• _Stated goal_
Transcribe each line of the records below exactly, excluding any embedded images.

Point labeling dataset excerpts
+++
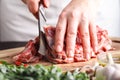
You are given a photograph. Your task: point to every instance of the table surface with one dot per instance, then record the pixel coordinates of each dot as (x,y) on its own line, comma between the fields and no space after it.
(8,49)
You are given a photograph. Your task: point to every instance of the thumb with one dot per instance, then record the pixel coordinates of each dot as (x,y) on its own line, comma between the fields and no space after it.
(46,3)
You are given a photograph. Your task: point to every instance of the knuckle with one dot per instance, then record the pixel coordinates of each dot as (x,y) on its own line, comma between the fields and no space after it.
(74,14)
(62,15)
(59,30)
(71,34)
(84,17)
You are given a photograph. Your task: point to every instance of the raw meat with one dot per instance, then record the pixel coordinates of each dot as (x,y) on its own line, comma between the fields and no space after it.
(30,53)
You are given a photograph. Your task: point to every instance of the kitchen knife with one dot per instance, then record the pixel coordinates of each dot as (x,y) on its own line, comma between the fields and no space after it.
(41,23)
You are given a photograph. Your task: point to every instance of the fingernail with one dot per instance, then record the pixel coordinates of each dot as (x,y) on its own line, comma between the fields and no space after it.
(47,3)
(59,48)
(95,49)
(87,56)
(70,53)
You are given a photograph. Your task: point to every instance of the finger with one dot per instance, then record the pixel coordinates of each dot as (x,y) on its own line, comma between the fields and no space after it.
(71,36)
(46,3)
(84,31)
(93,36)
(33,6)
(60,32)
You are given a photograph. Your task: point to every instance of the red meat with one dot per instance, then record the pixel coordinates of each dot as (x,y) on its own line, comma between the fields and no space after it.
(30,53)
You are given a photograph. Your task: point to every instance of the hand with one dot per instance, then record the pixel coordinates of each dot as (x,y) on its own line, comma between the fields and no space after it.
(33,5)
(77,15)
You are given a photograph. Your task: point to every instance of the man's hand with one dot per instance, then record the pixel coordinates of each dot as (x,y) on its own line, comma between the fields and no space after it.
(33,5)
(77,15)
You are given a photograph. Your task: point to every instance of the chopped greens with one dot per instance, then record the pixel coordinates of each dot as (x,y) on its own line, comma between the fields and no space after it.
(38,72)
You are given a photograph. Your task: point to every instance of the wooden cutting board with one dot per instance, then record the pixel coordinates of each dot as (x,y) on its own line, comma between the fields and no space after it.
(6,55)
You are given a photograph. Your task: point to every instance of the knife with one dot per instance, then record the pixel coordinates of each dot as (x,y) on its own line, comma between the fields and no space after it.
(41,23)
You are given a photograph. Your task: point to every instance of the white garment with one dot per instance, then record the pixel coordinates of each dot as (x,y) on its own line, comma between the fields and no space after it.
(18,24)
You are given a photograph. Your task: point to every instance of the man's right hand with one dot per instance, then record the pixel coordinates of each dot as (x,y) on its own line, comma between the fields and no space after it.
(33,5)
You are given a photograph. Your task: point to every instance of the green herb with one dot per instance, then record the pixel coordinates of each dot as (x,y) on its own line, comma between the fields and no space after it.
(38,72)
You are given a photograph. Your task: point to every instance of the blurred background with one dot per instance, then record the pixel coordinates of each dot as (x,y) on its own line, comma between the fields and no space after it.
(109,16)
(18,24)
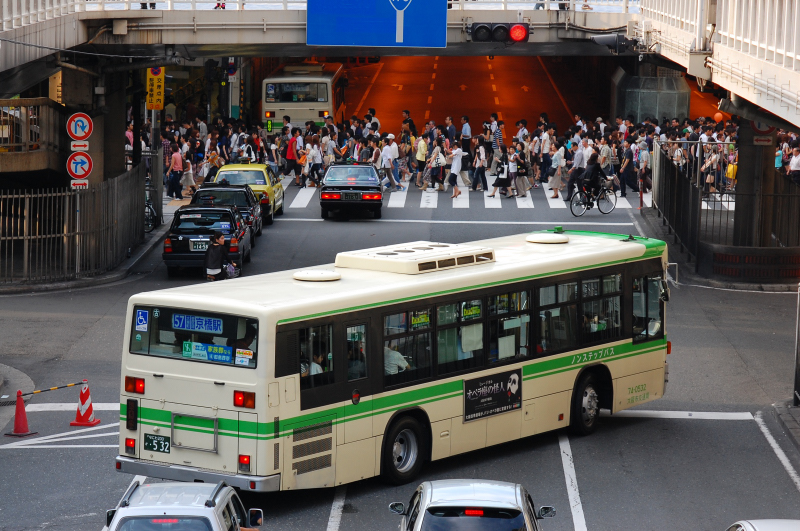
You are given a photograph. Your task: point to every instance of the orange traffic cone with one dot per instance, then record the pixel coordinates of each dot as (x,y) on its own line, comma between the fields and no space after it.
(85,414)
(20,420)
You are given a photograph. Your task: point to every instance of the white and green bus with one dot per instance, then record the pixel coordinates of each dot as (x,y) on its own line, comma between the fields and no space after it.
(391,357)
(305,91)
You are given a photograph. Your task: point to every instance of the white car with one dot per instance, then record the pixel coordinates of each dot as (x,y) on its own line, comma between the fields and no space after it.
(765,525)
(469,504)
(183,506)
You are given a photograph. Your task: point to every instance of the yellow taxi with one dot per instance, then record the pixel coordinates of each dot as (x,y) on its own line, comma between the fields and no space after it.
(262,180)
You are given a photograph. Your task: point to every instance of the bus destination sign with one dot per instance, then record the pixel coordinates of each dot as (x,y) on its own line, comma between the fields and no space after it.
(492,395)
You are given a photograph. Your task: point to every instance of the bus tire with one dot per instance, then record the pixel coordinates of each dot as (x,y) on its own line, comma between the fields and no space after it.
(585,405)
(404,448)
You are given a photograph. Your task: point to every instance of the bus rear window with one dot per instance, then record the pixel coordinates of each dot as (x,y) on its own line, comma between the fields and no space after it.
(194,336)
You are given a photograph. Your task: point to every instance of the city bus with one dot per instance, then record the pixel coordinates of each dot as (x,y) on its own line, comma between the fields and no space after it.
(390,357)
(305,91)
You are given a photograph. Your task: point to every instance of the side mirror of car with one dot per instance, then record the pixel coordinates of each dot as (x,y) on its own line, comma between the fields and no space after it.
(255,518)
(546,511)
(397,508)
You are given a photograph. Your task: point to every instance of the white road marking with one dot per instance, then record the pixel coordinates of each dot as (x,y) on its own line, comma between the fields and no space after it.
(778,451)
(101,406)
(691,415)
(397,199)
(492,202)
(335,519)
(578,519)
(588,223)
(303,197)
(429,200)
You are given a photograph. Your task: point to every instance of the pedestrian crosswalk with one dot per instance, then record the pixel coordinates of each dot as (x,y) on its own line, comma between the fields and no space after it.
(412,197)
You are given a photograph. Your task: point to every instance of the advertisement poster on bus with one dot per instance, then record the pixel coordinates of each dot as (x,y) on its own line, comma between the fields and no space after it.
(492,395)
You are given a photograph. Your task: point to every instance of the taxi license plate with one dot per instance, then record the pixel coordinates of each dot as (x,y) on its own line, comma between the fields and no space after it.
(156,443)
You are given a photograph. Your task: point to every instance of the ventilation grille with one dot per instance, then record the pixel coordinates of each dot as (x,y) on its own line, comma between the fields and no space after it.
(416,257)
(314,447)
(309,465)
(315,430)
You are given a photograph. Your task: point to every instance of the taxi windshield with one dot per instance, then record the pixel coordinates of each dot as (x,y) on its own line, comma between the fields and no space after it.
(242,177)
(205,221)
(343,174)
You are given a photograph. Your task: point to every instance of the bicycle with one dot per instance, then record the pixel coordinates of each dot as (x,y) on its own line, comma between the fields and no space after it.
(581,200)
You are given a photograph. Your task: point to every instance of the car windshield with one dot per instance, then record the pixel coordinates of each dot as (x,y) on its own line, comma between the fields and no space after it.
(221,197)
(353,174)
(165,523)
(472,519)
(203,221)
(241,177)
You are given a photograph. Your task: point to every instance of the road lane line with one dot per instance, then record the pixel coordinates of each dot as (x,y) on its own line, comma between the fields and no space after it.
(558,92)
(778,451)
(303,197)
(578,519)
(364,98)
(690,415)
(71,406)
(335,519)
(588,223)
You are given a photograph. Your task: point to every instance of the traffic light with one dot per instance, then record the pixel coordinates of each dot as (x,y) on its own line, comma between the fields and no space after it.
(501,32)
(616,42)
+++
• _Answer for this exercise_
You are given a photograph. Your task: point to every instance of the table surface with one dot per instance, then record the pixel coordinates of each dot as (x,y) on its own line, comma between the fields and no space after it.
(8,49)
You are given a photograph. Your task: point to every instance of the thumb with one dot per instance, then record the pixel coordinates of each dot as (x,y) on its own line, comma between the fields and no space after it.
(46,3)
You are given a photograph. Your task: point to every instance of the knuckle with one dot per instance, then record the pixel coordinates of each dot as (x,y) on its own line, comma between the fields and no space after it.
(74,14)
(62,15)
(59,30)
(71,34)
(84,17)
You are given a photograph. Your task: point to every instance of the raw meat with one dot per instance, then record the pixel coordinates of each dot as (x,y) on its own line, comma between the fields and no space after it.
(30,53)
You are given a photograph. Your task: point to every instance of the kitchen knife with one dot per instance, then record the pixel coordinates of each dot as (x,y) on its own line, comma between the fields and no space after it.
(41,23)
You are given a photograph. Your task: point to every instance of the fingernail with one dot per instance, then record the pixel coordinates of each dot as (x,y) on its own line, comma between the fields and no space after it.
(47,3)
(59,48)
(95,49)
(87,56)
(70,53)
You are given a photograph. Your task: point to every instance of the finger with one dot per instance, then record the pixel coordinates of each dot as (x,y) on its own line, comma between the fields and no space after it.
(71,36)
(46,3)
(84,31)
(93,36)
(33,6)
(60,32)
You are given a photograph. Your task: point to every instance of the red meat with one dot per instance, then record the pixel coordinates of each dot as (x,y) on its own line, comma between the fields and no space after it.
(30,53)
You are given a photograph. Your task: point to every instance of the hand with one dot per instance, then record the pixel coordinates of each dot as (x,y) on its own line, comma between the fields and no space after it.
(33,5)
(77,15)
You are given a photograph. Your task: point to every instance of the man's hand with one dot per instance, then record the pixel coordinates of each dot as (x,y) on its own line, comma between the fields and no space after it.
(33,5)
(77,15)
You are given a photograph. Your task: point to every instance of the chopped greens with one dot per instance, then record the pixel coordinates of each dot as (x,y) on its own line, comma between the fields and no space after it.
(38,72)
You are given a photograph. Your task: point to every instance of the wooden cutting board with one dot per instance, then record the pixel coordinates of each dot as (x,y) on its own line, comma between the fields and no space after it.
(6,55)
You are given a photograph. Your task: point to every instance of the knife with one dot per instance, then record the pixel coordinates of each dot as (x,y) on its own line, comma between the fields and no space after it.
(41,23)
You are given a photograph. Your task: point to every instance of the white garment with one dot per instance, then record the pixel coordinates of each dot as (x,y) on its own line, comma between the fields and no space after it.
(18,24)
You are given a photograph. Your task: point to every instance of the man's right hand with one dot per instance, then record the pixel coordinates of each dot as (x,y) on its own line, comma between the fields and no space after it.
(33,5)
You are given a photograph. Your task: point to every instance of the green herb with one dot per instance, then record the pixel coordinates of each dot as (x,y) on its own line, comma between the fields and no space after it.
(38,72)
You are given a photograph. Your task: point to every instance of the blurred background with one dot per instance, then record the pixel coordinates of each dot as (x,y) on its own line, comma between the fields and no space after it.
(109,16)
(18,24)
You are given a photograph. Your task: point to every instance of the orange traffic cone with one dot per instance, then record the pixel coordinates of each dot as (x,y) on its own line, comma between the fields and no space after it.
(85,414)
(20,420)
You are given a photograph. Your task: point to every instance of the white and green bus with one dot per instance, then record the pixel coordinates of each dot as (x,y) on its own line, comma between the fields and no space after it.
(391,357)
(305,91)
You are given a photograph. Your task: point to every instance of the white car with one dot per instance, then record the pixel coordinates of each dot as (x,y) on its own line, comma between the fields and no space after it.
(765,525)
(469,504)
(183,506)
You are given a photograph. Your task: point to every instance of the yellow taxi with one dot per instance, then record the pixel coordinates of each dot as (x,y) on its own line, comma between the fields and no space after it.
(262,180)
You are given a photograph. Your task: point to every instance of the bus destination sign with one dot per instance, then record the pixel coordinates of each dot as (x,y) on its own line, comma between the fields and no space after it.
(492,395)
You are given a photograph. Your task: point to every instance of the bus tire with one dot per instance, then record the pixel coordinates of each dot as (x,y) on its own line, comma between the fields and no space after it.
(585,405)
(404,448)
You are given a photograph. Your task: point to every instance of the bus rear window with one dot per instance, then record the pixel coordinates of each dot as (x,y) on its own line, comma between the fields and no space after it.
(194,336)
You are given a photograph. Your task: point to every instance of the city bus with one dot per instance, then record the pixel coordinates of each dot as (x,y) on its own line, comma between the fields and no space after it.
(390,357)
(305,91)
You are given a photograph. Your task: point to every instance of the side mirror of car with one dot per instance, then record the pixel coordinates of each dot as (x,y) on its own line, comma between the fields and no space after it.
(255,518)
(546,511)
(397,508)
You are given a photograph. Your task: point to every instance of the white road marking with one dot per instance, then record the pixel coordinates of each dot as (x,y) on its own line, comma between the fields and no space after it.
(778,451)
(101,406)
(691,415)
(397,199)
(492,202)
(335,519)
(578,519)
(588,223)
(303,197)
(429,200)
You are given a photograph. Your task: point to every instance of the pedestrian crosswalk with one dot per instance, then record the pixel coordinates of each dot as (x,y) on its own line, comma between the fields and no space after it.
(412,197)
You are given a photograph. Your task: point to every instance of the advertisement poster on bus with one dot per instance, then record the pixel coordinates of each dot as (x,y) on its own line, comma between the fields and no space after it.
(492,395)
You are given a photograph. Your task: point to every instance of the taxi license plate with one dot per instance, then record the pixel coordinates of each dot as (x,y) on its own line, comma between the fields and no space after it.
(156,443)
You are given a photograph. Your task: point to every instance of the ventilation grille with one dot per instance, then record the pixel coordinates of each dot as (x,y) on its own line, comma between the fields and no space after it.
(416,257)
(314,447)
(309,465)
(315,430)
You are given a photograph. Your task: point to every instance of the taxi windshield with one dot per instance, then record the pixel coordinates of each dot as (x,y) on its own line, comma between the fields and no space after it.
(242,177)
(205,221)
(343,174)
You are given a photograph. Your task: point to every instance of the bicycle with one dot per instance, then record the pixel coordinates of each dot as (x,y) on its own line, comma between the fields and no space after it.
(581,200)
You are given a photograph. Your task: point to every instance of the car windshield with one dot per instance, then record the pixel coordinates of each dot as (x,y) on its own line, comma between the fields and no space after it.
(221,197)
(353,174)
(165,523)
(472,519)
(203,221)
(241,177)
You are given a photograph. Your task: point to every instance of the road lane line with one dot per instance, then record the pixel coordinates of each dot as (x,y) on its own line, comma between the fields and no space after it.
(558,92)
(778,451)
(303,197)
(578,519)
(364,98)
(690,415)
(71,406)
(335,519)
(588,223)
You are given a photograph. Your task: point to every instance of the traffic light with one dot per instance, then record the pixel coordinates of each dot as (x,y) on its own line, comma between the fields and no space after it.
(501,32)
(616,42)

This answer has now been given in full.